### Excerpts from a pointing dataset
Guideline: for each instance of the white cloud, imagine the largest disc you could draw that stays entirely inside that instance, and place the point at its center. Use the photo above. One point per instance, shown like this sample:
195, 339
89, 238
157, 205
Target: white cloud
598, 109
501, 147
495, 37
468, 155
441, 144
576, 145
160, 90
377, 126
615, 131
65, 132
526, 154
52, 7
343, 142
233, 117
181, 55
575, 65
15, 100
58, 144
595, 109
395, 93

### Exercise
Print every line of the entries above verbatim, without altering any character.

### Response to this task
Guideline: for each instance of the white cloud, imagine the largest disc you could draw that stays entirely inside that instance, and place the point at its center. Use the photo above. One point per instance, shown like this sample:
195, 339
89, 238
157, 205
Target: white cloud
598, 109
501, 147
495, 37
468, 155
441, 144
576, 145
160, 90
377, 126
615, 131
65, 132
526, 154
52, 7
343, 142
233, 117
181, 55
575, 65
15, 100
58, 144
595, 109
395, 93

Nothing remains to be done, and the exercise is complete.